> _TEXT PASSAGE_:
____
Bulkhead Pattern Low-Level Design: Thread Pool Isolation, Semaphore Bulkheads, and Resource Partitioning

The Bulkhead Analogy

A ship's hull is divided into watertight compartments (bulkheads). If one compartment floods, the others remain dry — the ship stays afloat. In software, a bulkhead isolates failures in one downstream dependency from affecting other dependencies. Without bulkheads, a single slow service can exhaust the shared thread pool and bring down the entire application.

The Problem: Shared Thread Pool Exhaustion

A typical web server has a shared thread pool (e.g., 200 Tomcat threads). If service A becomes slow (10s response time) and receives 50 concurrent requests, those 50 threads are blocked waiting. Incoming requests for services B and C — which are healthy — queue up, find no available threads, and time out. A failure in A cascades to B and C through shared resource exhaustion, not through any direct dependency.

Thread Pool Isolation

Assign a dedicated thread pool to each downstream dependency. Calls to that dependency execute in its pool, not the shared request pool:

ExecutorService paymentPool       = Executors.newFixedThreadPool(20);
ExecutorService recommendationPool = Executors.newFixedThreadPool(10);
ExecutorService adsPool            = Executors.newFixedThreadPool(5);

// Call payment service in its own pool
Future result = paymentPool.submit(() -> paymentService.charge(request));

If the payment service hangs and exhausts its 20 threads, recommendation and ads calls are unaffected — they use their own pools. The main request handler threads are also unaffected.

Thread Pool Sizing

Size each pool based on expected concurrency and acceptable latency:

pool_size = (requests_per_second * avg_latency_seconds) + headroom
-- Little's Law: throughput = concurrency / latency

For a service handling 100 RPS with 100ms average latency: 100 * 0.1 = 10 threads at steady state. Add 50-100% headroom for spikes: 15-20 threads.

Semaphore Bulkhead

Thread pool isolation adds overhead: context switching between thread pools, extra memory per thread. For synchronous in-process calls (no I/O blocking), a semaphore bulkhead limits concurrency without a separate thread pool:

Semaphore semaphore = new Semaphore(20);  // max 20 concurrent calls

boolean acquired = semaphore.tryAcquire(timeout, TimeUnit.MILLISECONDS);
if (!acquired) {
    throw new BulkheadFullException("Service unavailable");
}
try {
    return callDownstream();
} finally {
    semaphore.release();
}

Semaphore bulkheads add minimal overhead but do not protect against thread exhaustion from blocking I/O — for that, thread pool isolation is required.
____
> _EXERCISE A_: For each statement about the bulkhead pattern text, answer yes or no, and quote the exact words from that text that decide it. (i) A single slow service can exhaust a shared thread pool when there are no bulkheads. (ii) Semaphore bulkheads protect against thread exhaustion caused by blocking I/O. (iii) A service handling 100 RPS with 100ms average latency needs 10 threads at steady state.
> _EXERCISE B_: Pick up the bulkhead pattern text after its last sentence and keep writing it.
The data that follows comes from a separate source.
____
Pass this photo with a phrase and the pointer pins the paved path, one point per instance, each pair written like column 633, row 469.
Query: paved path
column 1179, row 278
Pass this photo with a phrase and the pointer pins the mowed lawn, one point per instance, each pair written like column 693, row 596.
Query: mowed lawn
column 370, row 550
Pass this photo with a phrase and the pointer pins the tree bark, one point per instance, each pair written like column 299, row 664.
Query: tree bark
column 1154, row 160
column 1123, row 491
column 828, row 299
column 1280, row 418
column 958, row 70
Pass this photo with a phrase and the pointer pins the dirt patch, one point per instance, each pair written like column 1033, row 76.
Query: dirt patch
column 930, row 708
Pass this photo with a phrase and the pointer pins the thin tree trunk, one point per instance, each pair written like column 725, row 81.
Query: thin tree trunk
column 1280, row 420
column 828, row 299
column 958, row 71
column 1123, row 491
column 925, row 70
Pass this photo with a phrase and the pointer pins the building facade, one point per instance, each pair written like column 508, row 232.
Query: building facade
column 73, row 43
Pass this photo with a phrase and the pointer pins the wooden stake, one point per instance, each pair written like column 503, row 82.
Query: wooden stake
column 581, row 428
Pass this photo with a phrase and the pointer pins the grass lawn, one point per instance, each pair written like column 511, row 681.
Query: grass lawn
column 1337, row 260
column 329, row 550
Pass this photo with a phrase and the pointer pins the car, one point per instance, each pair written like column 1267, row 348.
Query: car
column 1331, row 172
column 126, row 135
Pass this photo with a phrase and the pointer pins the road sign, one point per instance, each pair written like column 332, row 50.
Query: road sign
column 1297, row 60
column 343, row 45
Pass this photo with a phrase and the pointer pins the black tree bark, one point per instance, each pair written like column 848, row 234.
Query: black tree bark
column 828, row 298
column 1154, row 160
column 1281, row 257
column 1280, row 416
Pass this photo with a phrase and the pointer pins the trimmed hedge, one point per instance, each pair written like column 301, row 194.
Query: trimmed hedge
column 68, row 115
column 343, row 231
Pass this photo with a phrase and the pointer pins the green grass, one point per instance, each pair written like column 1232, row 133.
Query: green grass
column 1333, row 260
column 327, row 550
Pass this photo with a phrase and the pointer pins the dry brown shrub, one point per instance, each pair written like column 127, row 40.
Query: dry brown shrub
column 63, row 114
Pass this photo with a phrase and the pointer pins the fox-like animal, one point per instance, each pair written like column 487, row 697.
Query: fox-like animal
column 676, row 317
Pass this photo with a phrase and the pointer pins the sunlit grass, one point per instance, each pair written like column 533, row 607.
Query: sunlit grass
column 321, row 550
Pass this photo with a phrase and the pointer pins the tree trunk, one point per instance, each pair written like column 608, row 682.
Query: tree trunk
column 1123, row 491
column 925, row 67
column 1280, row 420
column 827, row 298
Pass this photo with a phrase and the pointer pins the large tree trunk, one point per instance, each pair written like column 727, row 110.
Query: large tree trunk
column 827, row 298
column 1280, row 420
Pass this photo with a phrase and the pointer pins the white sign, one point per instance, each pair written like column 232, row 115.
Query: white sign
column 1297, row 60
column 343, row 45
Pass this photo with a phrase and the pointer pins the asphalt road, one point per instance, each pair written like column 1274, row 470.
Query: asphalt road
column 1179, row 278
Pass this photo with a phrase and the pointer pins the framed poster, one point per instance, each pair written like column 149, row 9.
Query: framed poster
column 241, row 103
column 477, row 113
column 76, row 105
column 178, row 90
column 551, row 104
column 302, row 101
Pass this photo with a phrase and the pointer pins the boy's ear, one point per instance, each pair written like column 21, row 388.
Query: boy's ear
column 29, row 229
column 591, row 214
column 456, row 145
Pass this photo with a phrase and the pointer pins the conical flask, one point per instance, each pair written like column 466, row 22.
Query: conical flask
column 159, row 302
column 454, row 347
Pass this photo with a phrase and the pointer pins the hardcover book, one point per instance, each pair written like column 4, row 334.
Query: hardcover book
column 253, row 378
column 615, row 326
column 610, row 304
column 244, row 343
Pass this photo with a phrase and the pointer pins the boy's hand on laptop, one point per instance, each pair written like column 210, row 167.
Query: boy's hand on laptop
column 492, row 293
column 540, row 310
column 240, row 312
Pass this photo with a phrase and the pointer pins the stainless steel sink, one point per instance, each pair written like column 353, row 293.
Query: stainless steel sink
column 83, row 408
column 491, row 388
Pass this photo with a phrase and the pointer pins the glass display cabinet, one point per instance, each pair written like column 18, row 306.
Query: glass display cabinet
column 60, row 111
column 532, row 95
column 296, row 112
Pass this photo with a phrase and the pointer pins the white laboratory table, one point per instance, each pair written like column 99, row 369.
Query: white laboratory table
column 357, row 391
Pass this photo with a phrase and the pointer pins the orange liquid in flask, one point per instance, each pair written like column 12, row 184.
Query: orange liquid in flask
____
> _EXERCISE OUTPUT A_:
(i) Yes: "Without bulkheads, a single slow service can exhaust the shared thread pool and bring down the entire application."
(ii) No: "Semaphore bulkheads add minimal overhead but do not protect against thread exhaustion from blocking I/O"
(iii) Yes: "100 * 0.1 = 10 threads at steady state."

> _EXERCISE OUTPUT B_:
Queue Depth Cap

Thread pools have a task queue for requests waiting for a thread. An unbounded queue causes latency spikes — requests queue for seconds while earlier requests complete. Cap the queue:

ThreadPoolExecutor executor = new ThreadPoolExecutor(
    10,     // core pool size
    20,     // max pool size
    60, TimeUnit.SECONDS,
    new ArrayBlockingQueue(50),       // bounded queue, not LinkedBlockingQueue
    new ThreadPoolExecutor.AbortPolicy()  // reject when queue full
);

With a bounded queue of 50 and max pool of 20, the bulkhead can handle 70 concurrent requests before rejecting. Rejection is fast — it fails immediately rather than queuing indefinitely. Callers handle rejection with a fallback or circuit breaker.

Timeout Per Bulkhead

Set a timeout for each bulkhead call independent of the main request timeout. A downstream service that consistently hits the bulkhead timeout is a candidate for circuit breaker tripping:

BulkheadConfig config = BulkheadConfig.custom()
    .maxConcurrentCalls(20)
    .maxWaitDuration(Duration.ofMilliseconds(100))  // fail fast if no slot in 100ms
    .build();

The maxWaitDuration controls how long a caller waits for a slot in the semaphore. Set low (50-200ms) for interactive request paths to fail fast rather than queue.

Metrics: What to Monitor

Active count: Current concurrent calls in the bulkhead. Sustained high values indicate the pool is undersized.
Rejected count: Requests rejected due to full pool/semaphore. Alert if non-zero in production.
Queue size (thread pool): Requests waiting for a thread. High queue = latency spike incoming.
Wait time (semaphore): How long callers wait for a slot. High wait = pool undersized or downstream slow.

Combining Bulkhead with Circuit Breaker and Retry

In Resilience4j, decorate in this order (outermost to innermost):

Retry: Outermost — retries the entire decorated call.
Circuit Breaker: Tracks outcomes; trips on high failure rate.
Bulkhead: Limits concurrency entering the circuit breaker.
Timeout: Innermost — bounds individual call duration.

Supplier decorated = Decorators.ofSupplier(this::callDownstream)
    .withTimeout(timeoutConfig)
    .withBulkhead(bulkhead)
    .withCircuitBreaker(circuitBreaker)
    .withRetry(retry)
    .decorate();

Real-World Example: Search API

A search API calls three downstream services: product catalog, recommendations, and ads. Without bulkheads, a slow ads service (50ms P99 becomes 5s) exhausts threads and breaks product results. With bulkheads:

Ads pool: 5 threads. When full, reject ads calls immediately, return empty ads.
Recommendations pool: 10 threads. Independent of ads pool.
Product catalog pool: 30 threads. Core dependency — larger pool, no fallback to empty.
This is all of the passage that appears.